**Work to be completed:** Transcribe the records in full; omit images.

**Recorded information:**
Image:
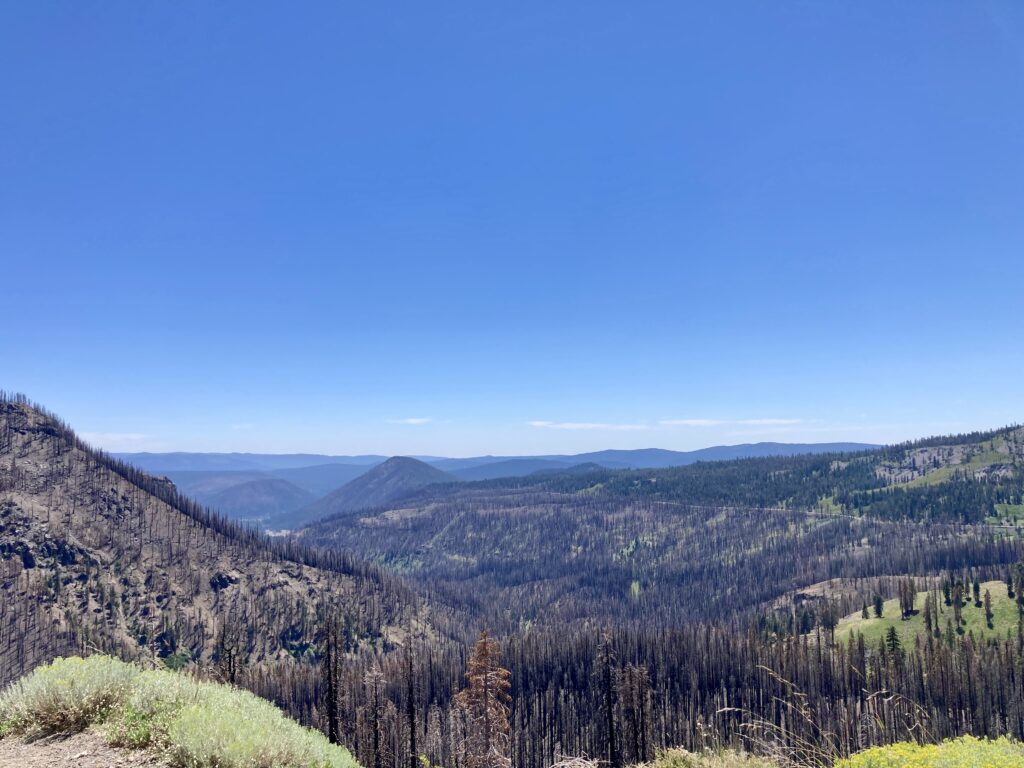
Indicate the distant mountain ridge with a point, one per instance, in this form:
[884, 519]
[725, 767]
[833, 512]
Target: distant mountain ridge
[611, 459]
[273, 487]
[386, 482]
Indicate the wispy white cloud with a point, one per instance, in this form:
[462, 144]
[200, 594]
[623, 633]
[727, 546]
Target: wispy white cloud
[722, 422]
[574, 425]
[689, 422]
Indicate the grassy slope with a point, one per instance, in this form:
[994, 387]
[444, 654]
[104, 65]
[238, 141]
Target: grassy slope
[1004, 621]
[189, 723]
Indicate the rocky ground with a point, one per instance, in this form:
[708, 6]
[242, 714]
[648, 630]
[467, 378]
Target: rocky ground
[80, 751]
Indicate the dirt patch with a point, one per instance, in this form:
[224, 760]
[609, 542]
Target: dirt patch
[81, 751]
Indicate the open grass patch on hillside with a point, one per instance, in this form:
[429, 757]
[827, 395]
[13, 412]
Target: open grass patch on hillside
[875, 629]
[190, 723]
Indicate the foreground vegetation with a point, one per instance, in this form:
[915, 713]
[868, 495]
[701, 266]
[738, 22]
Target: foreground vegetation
[192, 724]
[961, 753]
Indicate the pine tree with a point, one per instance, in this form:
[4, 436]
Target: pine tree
[485, 701]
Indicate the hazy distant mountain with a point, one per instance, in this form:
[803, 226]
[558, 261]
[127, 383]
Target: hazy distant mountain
[659, 458]
[74, 517]
[258, 500]
[321, 479]
[508, 468]
[320, 474]
[387, 482]
[165, 463]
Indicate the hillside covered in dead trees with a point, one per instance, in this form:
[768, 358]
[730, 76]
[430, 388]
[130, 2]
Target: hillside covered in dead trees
[623, 617]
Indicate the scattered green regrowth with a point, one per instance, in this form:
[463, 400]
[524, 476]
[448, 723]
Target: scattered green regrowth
[961, 753]
[190, 723]
[1005, 616]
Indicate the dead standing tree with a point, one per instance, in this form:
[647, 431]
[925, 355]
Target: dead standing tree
[485, 701]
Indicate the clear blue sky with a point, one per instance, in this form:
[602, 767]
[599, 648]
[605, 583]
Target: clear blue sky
[522, 227]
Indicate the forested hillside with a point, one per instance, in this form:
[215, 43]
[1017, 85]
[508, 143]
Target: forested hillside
[94, 554]
[634, 610]
[701, 542]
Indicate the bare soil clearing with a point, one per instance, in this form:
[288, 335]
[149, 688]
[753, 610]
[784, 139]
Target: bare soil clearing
[80, 751]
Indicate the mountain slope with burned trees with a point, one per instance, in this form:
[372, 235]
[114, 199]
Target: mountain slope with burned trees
[98, 555]
[631, 610]
[696, 543]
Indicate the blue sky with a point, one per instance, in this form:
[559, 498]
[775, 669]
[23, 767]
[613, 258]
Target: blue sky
[524, 227]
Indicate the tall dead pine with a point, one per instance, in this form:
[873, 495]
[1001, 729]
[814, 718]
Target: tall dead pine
[485, 701]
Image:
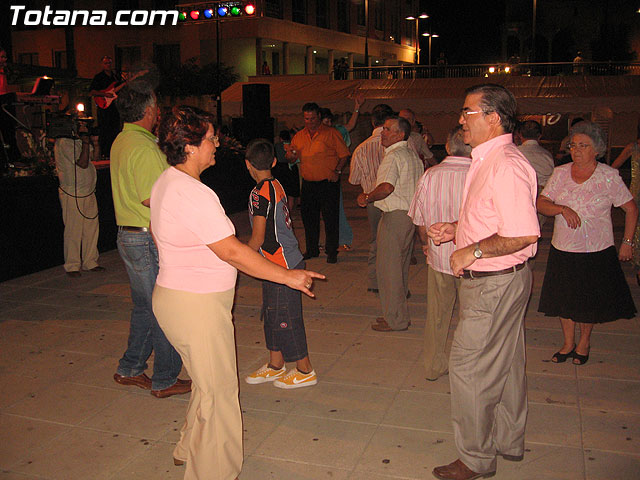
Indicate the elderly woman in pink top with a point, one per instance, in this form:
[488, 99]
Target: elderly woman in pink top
[584, 282]
[192, 300]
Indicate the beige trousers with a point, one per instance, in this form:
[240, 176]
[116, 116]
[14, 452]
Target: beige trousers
[80, 233]
[394, 240]
[442, 290]
[487, 369]
[199, 327]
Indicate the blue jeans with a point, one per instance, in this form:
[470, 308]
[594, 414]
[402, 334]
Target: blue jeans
[140, 257]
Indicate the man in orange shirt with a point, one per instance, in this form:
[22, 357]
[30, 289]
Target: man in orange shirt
[322, 154]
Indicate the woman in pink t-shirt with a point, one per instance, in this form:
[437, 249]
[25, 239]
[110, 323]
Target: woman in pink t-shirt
[584, 282]
[192, 300]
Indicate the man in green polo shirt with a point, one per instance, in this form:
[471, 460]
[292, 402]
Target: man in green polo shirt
[136, 163]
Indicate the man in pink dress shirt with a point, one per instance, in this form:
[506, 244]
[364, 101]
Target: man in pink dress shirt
[495, 235]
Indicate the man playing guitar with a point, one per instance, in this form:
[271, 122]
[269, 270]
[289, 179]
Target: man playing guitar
[108, 118]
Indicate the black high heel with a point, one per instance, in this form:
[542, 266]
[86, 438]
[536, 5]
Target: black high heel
[562, 357]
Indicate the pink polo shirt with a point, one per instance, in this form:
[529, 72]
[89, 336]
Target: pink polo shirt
[186, 216]
[499, 197]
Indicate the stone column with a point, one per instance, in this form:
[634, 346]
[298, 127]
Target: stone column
[309, 62]
[330, 61]
[285, 58]
[258, 56]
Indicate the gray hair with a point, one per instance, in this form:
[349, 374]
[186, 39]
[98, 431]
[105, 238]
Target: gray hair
[455, 143]
[594, 132]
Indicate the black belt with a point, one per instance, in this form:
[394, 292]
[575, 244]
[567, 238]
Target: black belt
[479, 274]
[133, 229]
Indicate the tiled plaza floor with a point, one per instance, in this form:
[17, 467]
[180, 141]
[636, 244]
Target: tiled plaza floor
[372, 416]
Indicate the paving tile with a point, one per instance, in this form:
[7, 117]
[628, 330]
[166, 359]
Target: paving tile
[276, 469]
[155, 462]
[319, 441]
[555, 425]
[23, 435]
[359, 371]
[96, 455]
[382, 347]
[609, 465]
[346, 402]
[65, 403]
[613, 431]
[257, 425]
[552, 389]
[15, 388]
[133, 415]
[620, 395]
[420, 410]
[406, 453]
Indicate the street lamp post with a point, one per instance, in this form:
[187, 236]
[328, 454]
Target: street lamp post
[430, 35]
[416, 19]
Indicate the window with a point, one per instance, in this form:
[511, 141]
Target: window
[164, 4]
[60, 59]
[322, 13]
[299, 11]
[166, 57]
[344, 21]
[360, 13]
[379, 14]
[273, 8]
[127, 57]
[28, 59]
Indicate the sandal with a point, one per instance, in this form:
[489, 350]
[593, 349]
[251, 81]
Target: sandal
[579, 359]
[562, 357]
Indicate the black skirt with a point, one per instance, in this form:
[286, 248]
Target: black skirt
[585, 287]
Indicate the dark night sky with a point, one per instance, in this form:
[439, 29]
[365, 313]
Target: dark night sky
[470, 31]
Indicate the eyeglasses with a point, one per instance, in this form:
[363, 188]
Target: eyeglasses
[578, 146]
[465, 112]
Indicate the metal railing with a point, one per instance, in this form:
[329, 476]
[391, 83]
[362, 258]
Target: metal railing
[390, 72]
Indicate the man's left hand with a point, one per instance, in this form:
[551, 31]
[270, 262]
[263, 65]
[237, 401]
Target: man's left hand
[461, 259]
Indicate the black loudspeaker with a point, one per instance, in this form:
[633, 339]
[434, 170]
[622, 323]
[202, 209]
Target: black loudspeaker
[256, 101]
[246, 129]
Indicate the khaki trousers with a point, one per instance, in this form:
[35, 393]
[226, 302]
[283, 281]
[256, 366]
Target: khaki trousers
[442, 290]
[199, 327]
[395, 237]
[80, 233]
[487, 369]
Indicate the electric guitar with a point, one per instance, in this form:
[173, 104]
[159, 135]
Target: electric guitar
[105, 102]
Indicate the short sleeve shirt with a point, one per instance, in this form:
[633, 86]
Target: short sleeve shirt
[136, 163]
[319, 155]
[186, 216]
[280, 246]
[592, 201]
[401, 168]
[499, 198]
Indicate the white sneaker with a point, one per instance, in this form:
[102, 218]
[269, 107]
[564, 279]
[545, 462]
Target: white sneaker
[296, 379]
[265, 374]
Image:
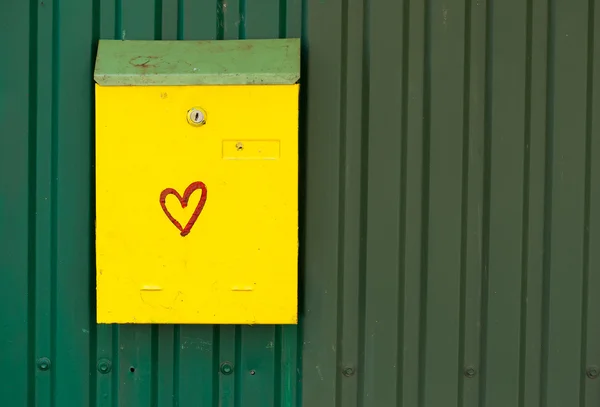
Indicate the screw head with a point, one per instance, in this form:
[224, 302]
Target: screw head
[104, 366]
[44, 363]
[226, 368]
[348, 371]
[196, 116]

**Task solution:**
Image:
Indicate the distant mountain ridge with a point, one per instance, in this form:
[884, 519]
[725, 767]
[833, 512]
Target: distant mountain ridge
[611, 459]
[273, 487]
[386, 482]
Indicate the wispy white cloud with a point, one per instance, in this form:
[462, 144]
[200, 594]
[623, 633]
[727, 546]
Target: wispy white cloud
[722, 422]
[574, 425]
[689, 422]
Indicate the grassy slope with a point, one per instance, in this form:
[994, 387]
[444, 654]
[104, 65]
[238, 141]
Target: grassy slope
[1004, 621]
[189, 723]
Indicate the rocky ground with a point, one per instance, in this form:
[708, 6]
[242, 714]
[648, 630]
[467, 378]
Target: rocky ground
[80, 751]
Indicate the dirt patch with a point, one per instance, in this form:
[224, 760]
[609, 542]
Target: dirt patch
[81, 751]
Indicate the open grass patch on hillside with a point, one per instance, in this form:
[429, 757]
[827, 395]
[13, 412]
Target: open grass patch on hillside
[875, 629]
[190, 723]
Indicate the foreground vegetation with a point, one per instance, in this form:
[915, 713]
[868, 495]
[701, 266]
[738, 22]
Target: foreground vegetation
[192, 724]
[961, 753]
Indicate the pine tree with a point, one per instance, in this form:
[4, 436]
Target: pine tree
[485, 701]
Indicate the hazy distant mountain with a point, one per instance, in this form:
[803, 226]
[558, 261]
[127, 383]
Target: hazy distant mountain
[659, 458]
[74, 517]
[258, 500]
[321, 479]
[508, 468]
[320, 474]
[387, 482]
[165, 463]
Indicate the hillside covered in dead trees with a point, one per instance, in this form:
[768, 358]
[730, 76]
[430, 388]
[130, 2]
Target: hillside covered in dead trees
[623, 617]
Indicate the scattered green regrowth with a point, one per instance, in this form:
[463, 400]
[524, 476]
[448, 723]
Target: scattered green regrowth
[961, 753]
[190, 723]
[1005, 616]
Indicate the dead standing tree with a point, one per instance, in this form:
[647, 431]
[925, 355]
Target: dead standing tree
[485, 701]
Indicate the clear blue sky with a point, one per instance, in this form:
[602, 767]
[599, 648]
[605, 583]
Target: clear blue sky
[522, 227]
Indicate the forested hillside with a point, one per instance, in this form:
[215, 43]
[1017, 85]
[508, 143]
Target: forested hillside
[94, 554]
[634, 610]
[701, 542]
Indicate the bare soil clearing with a point, one per instance, in this form:
[288, 335]
[149, 688]
[753, 610]
[784, 139]
Target: bare soil clearing
[80, 751]
Indicate the mountain slope with burned trees with a point, one per instance, in this form:
[372, 235]
[114, 199]
Target: mountain slope with burned trees
[98, 555]
[631, 610]
[696, 543]
Indicate the blue sky with a point, one per instance, in this form:
[559, 498]
[775, 669]
[23, 767]
[613, 258]
Target: blue sky
[524, 227]
Indicate the tall dead pine with a point, one per instance, in this form:
[873, 495]
[1001, 729]
[814, 718]
Target: tall dead pine
[485, 701]
Image:
Indicate the elderly woman in pink top with a point, one per instance, in this form:
[488, 99]
Target: elderly woman in pink top
[584, 282]
[192, 300]
Indicate the beige trousers with a point, one per instance, in this form:
[240, 176]
[116, 116]
[14, 452]
Target: beige trousers
[80, 233]
[394, 240]
[442, 290]
[487, 369]
[199, 327]
Indicate the blue jeans with a point, one per instance, in this form:
[470, 308]
[594, 414]
[402, 334]
Target: blue jeans
[140, 257]
Indicate the man in orange shirt with a point, one per instance, in this form:
[22, 357]
[30, 289]
Target: man in orange shirt
[322, 154]
Indicate the woman in pink t-shirt with a point, one per instance, in this form:
[437, 249]
[25, 239]
[110, 323]
Target: woman in pink t-shirt
[584, 282]
[192, 300]
Indicate the man in green polo shirt with a point, one per instance, in this form:
[471, 460]
[292, 402]
Target: man in green polo shirt
[136, 163]
Indicate the man in pink dress shirt with a point, one per instance, in this form:
[506, 244]
[364, 101]
Target: man in pink dress shirt
[495, 235]
Indicate the man playing guitar with a point, one per instance, in this form:
[271, 122]
[269, 270]
[289, 179]
Target: man playing guitar
[108, 118]
Indicate the black high heel with a point, one per instance, in this form:
[542, 266]
[86, 438]
[536, 5]
Target: black high heel
[562, 357]
Indicate the pink polo shirt with a point, one per instance, in this form:
[529, 72]
[89, 336]
Target: pink polo shirt
[186, 216]
[499, 197]
Indicate the stone column with a point, one per instance, in this form:
[634, 346]
[298, 127]
Target: stone column
[309, 62]
[330, 61]
[285, 58]
[258, 56]
Indicate the gray hair with a point, one per instance, in this form:
[349, 374]
[186, 39]
[98, 431]
[105, 238]
Target: gray hair
[455, 143]
[594, 132]
Indicate the black belt with a point, one per instance, in this form:
[394, 292]
[575, 244]
[567, 238]
Target: black belt
[479, 274]
[133, 229]
Indicate the tiled plaza floor with a point, one per instance, in this form:
[17, 467]
[180, 141]
[636, 244]
Target: tiled plaza floor
[372, 416]
Indicate the paving tile with a point, one per instance, in this form:
[7, 117]
[628, 330]
[166, 359]
Target: paving tile
[276, 469]
[155, 462]
[319, 441]
[555, 425]
[23, 435]
[359, 371]
[96, 455]
[382, 347]
[609, 465]
[346, 402]
[65, 403]
[613, 431]
[257, 425]
[552, 389]
[15, 388]
[133, 415]
[620, 395]
[420, 410]
[406, 453]
Indicate the street lamp post with a point, one per instance, in this form:
[187, 236]
[328, 454]
Target: street lamp post
[430, 35]
[416, 19]
Indicate the window with a point, one per instance, in this form:
[511, 141]
Target: window
[164, 4]
[60, 59]
[322, 13]
[299, 11]
[166, 57]
[344, 21]
[360, 13]
[379, 14]
[273, 8]
[127, 57]
[28, 59]
Indicate the sandal with a point, one per instance, in this form:
[489, 350]
[593, 349]
[251, 81]
Target: sandal
[579, 359]
[562, 357]
Indicate the black skirt with a point, one per instance, in this form:
[286, 248]
Target: black skirt
[585, 287]
Indicate the dark night sky with a point, one per instance, in this form:
[439, 29]
[365, 313]
Target: dark night sky
[470, 31]
Indicate the eyeglasses with a point, one per instance, in this form:
[363, 188]
Target: eyeglasses
[578, 146]
[465, 112]
Indicate the metal railing with a point, one per instance, in this form:
[329, 476]
[391, 83]
[362, 258]
Target: metal railing
[390, 72]
Indicate the man's left hand with a point, one per instance, in this form:
[551, 31]
[270, 262]
[263, 65]
[237, 401]
Target: man's left hand
[461, 259]
Indicate the black loudspeaker with a point, one per instance, in this form:
[633, 339]
[434, 170]
[622, 323]
[202, 209]
Target: black loudspeaker
[256, 101]
[246, 129]
Indicate the khaki trousers with a point, one per instance, in this form:
[35, 393]
[226, 302]
[283, 281]
[256, 366]
Target: khaki trousers
[442, 290]
[199, 327]
[395, 237]
[80, 233]
[487, 369]
Indicate the electric guitar with a point, one per instance, in this form:
[173, 104]
[159, 135]
Target: electric guitar
[105, 102]
Indicate the short sleeve shirt with a point, one per instance, in this form:
[633, 86]
Target: short sleeve shirt
[136, 163]
[319, 155]
[186, 216]
[280, 246]
[592, 201]
[401, 168]
[499, 198]
Indicate the white sneaker with a point, one per instance, in this form:
[102, 218]
[269, 107]
[564, 279]
[545, 462]
Target: white sneaker
[296, 379]
[265, 374]
Image:
Indicate the screw head with a point, one per instance, in this form:
[224, 302]
Target: screw head
[104, 366]
[44, 363]
[226, 368]
[348, 371]
[196, 116]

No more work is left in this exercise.